* **STATED GOAL**:
Show every line in the records below that contains the word "white", treating uppercase and lowercase as distinct.

* **DATA FOR THIS EXERCISE**:
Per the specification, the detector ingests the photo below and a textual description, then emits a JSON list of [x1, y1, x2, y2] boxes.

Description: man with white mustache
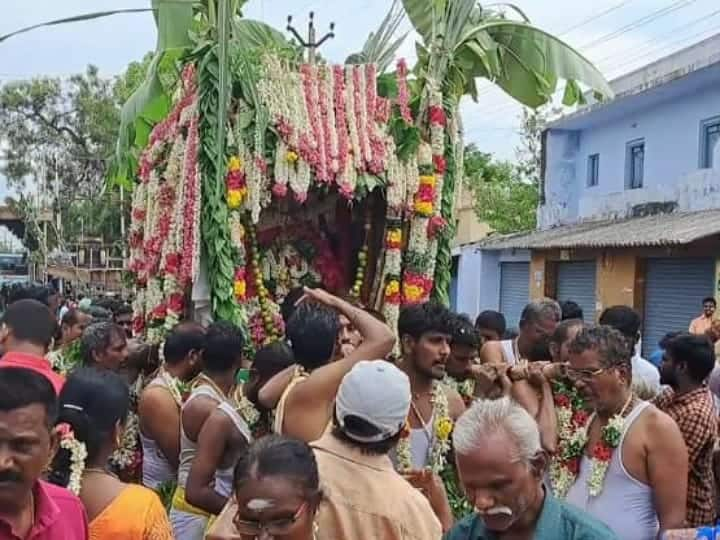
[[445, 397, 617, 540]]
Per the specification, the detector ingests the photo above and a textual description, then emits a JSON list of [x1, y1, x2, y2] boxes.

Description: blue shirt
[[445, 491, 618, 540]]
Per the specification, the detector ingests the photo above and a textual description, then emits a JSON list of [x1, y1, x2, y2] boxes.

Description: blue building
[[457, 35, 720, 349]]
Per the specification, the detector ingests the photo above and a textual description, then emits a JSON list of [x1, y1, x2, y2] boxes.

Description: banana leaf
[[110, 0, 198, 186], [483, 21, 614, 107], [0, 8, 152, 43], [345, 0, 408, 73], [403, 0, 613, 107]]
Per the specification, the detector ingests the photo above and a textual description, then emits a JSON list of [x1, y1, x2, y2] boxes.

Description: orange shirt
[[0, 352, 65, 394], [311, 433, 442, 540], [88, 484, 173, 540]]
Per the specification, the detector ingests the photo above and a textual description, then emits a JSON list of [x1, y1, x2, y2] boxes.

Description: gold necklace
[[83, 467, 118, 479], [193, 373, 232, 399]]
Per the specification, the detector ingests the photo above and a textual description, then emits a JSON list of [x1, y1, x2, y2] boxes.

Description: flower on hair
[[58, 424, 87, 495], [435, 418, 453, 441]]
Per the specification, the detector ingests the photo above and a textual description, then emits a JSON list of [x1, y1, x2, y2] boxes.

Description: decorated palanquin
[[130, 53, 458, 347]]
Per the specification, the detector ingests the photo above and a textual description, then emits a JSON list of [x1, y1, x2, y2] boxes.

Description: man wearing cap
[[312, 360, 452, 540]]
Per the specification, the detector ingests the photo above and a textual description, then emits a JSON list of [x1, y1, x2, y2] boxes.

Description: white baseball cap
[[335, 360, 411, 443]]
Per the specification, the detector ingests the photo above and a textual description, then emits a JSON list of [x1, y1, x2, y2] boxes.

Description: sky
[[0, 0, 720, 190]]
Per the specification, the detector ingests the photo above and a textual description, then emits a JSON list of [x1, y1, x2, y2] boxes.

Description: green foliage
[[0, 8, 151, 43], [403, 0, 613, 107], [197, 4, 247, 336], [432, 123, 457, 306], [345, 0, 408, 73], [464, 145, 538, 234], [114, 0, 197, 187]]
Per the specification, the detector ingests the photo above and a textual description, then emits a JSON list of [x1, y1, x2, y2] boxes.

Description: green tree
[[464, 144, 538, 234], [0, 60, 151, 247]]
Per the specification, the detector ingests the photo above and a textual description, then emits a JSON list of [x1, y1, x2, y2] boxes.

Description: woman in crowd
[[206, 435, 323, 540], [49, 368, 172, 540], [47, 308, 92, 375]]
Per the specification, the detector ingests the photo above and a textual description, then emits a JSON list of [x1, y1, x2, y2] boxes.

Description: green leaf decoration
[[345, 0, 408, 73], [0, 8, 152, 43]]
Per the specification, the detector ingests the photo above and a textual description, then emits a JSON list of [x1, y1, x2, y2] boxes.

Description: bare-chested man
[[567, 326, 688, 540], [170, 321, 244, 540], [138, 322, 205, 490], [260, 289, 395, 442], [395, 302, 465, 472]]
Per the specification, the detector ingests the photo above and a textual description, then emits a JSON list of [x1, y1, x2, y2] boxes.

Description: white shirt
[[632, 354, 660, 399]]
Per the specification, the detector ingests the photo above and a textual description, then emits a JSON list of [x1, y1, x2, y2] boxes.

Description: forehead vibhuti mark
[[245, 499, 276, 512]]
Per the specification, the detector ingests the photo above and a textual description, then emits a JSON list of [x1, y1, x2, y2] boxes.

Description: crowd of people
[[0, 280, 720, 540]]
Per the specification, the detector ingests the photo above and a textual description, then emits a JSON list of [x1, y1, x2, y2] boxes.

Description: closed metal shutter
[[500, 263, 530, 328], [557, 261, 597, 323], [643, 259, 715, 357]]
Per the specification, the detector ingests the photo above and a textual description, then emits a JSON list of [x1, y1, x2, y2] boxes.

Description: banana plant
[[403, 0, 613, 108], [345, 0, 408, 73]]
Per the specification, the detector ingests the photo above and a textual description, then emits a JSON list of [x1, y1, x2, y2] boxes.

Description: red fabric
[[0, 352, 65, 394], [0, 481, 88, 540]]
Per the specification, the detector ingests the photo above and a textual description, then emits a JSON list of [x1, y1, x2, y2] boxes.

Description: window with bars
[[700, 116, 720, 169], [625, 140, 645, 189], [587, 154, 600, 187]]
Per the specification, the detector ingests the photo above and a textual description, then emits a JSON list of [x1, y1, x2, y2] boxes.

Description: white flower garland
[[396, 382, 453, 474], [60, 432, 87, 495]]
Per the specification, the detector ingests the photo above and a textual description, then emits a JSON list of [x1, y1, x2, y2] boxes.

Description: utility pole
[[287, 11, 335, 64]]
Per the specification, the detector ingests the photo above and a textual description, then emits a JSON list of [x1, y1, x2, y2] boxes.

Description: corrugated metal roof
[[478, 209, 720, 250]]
---
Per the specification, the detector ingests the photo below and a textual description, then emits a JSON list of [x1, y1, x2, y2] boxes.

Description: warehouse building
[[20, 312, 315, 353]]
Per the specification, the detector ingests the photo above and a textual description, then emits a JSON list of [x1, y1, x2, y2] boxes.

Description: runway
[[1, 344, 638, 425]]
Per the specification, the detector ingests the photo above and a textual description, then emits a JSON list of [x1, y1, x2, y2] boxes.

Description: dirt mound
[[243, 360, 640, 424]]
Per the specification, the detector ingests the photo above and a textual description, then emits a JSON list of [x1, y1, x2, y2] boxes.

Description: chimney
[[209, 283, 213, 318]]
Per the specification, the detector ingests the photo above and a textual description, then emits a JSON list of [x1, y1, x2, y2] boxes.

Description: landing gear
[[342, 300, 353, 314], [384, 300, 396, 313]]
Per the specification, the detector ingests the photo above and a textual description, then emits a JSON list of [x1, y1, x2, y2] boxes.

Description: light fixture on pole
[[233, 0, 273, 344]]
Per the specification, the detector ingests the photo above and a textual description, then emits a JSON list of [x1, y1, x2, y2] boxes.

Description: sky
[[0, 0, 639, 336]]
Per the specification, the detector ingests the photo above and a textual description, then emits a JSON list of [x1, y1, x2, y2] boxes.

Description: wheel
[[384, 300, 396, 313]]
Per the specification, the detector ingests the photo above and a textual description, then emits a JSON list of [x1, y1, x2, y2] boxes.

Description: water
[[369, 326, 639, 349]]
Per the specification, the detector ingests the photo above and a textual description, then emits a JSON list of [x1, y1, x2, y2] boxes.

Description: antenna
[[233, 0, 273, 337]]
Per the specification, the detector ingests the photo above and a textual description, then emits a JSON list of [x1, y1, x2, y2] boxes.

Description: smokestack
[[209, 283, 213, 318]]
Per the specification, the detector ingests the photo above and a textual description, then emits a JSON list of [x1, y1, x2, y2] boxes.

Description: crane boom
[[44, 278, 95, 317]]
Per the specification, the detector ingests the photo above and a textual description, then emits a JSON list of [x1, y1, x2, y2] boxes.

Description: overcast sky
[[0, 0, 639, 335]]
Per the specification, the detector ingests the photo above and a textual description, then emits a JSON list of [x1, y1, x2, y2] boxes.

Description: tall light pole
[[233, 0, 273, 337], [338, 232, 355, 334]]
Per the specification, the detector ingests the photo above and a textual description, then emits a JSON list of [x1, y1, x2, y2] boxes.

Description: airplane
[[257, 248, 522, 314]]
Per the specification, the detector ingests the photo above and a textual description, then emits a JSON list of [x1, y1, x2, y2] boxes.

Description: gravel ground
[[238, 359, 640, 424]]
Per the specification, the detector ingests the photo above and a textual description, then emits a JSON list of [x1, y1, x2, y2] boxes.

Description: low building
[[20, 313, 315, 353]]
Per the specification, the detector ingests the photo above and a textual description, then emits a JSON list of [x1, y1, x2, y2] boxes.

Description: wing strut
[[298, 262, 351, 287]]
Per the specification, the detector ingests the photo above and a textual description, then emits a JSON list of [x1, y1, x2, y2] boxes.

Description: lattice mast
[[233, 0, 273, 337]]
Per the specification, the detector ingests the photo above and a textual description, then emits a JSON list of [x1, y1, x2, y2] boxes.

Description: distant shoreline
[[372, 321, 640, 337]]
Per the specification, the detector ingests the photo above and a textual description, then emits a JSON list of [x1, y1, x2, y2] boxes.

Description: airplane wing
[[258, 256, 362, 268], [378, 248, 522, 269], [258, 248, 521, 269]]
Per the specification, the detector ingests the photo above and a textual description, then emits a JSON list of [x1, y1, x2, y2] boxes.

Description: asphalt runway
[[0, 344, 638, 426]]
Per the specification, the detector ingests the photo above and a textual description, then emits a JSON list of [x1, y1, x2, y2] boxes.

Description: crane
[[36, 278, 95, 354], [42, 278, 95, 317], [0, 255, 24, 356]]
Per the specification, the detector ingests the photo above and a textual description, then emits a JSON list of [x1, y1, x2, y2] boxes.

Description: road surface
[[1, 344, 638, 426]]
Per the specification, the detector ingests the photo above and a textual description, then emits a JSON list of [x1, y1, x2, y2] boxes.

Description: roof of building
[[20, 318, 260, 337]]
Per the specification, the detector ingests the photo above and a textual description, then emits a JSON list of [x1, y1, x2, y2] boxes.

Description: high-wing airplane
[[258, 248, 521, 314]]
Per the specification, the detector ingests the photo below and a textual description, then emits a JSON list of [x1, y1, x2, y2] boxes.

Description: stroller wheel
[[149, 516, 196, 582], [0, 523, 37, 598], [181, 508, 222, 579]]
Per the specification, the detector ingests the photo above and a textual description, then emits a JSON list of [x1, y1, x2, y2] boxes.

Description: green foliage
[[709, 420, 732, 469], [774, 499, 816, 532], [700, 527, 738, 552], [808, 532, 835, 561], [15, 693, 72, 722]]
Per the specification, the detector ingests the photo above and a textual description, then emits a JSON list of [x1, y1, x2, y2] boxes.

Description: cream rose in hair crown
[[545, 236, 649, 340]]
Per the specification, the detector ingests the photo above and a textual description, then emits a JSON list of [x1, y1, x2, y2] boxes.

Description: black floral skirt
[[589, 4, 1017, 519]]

* **RESPONSE**:
Description: man with white mustache
Description: white baseball cap
Description: white shirt
Description: white flower garland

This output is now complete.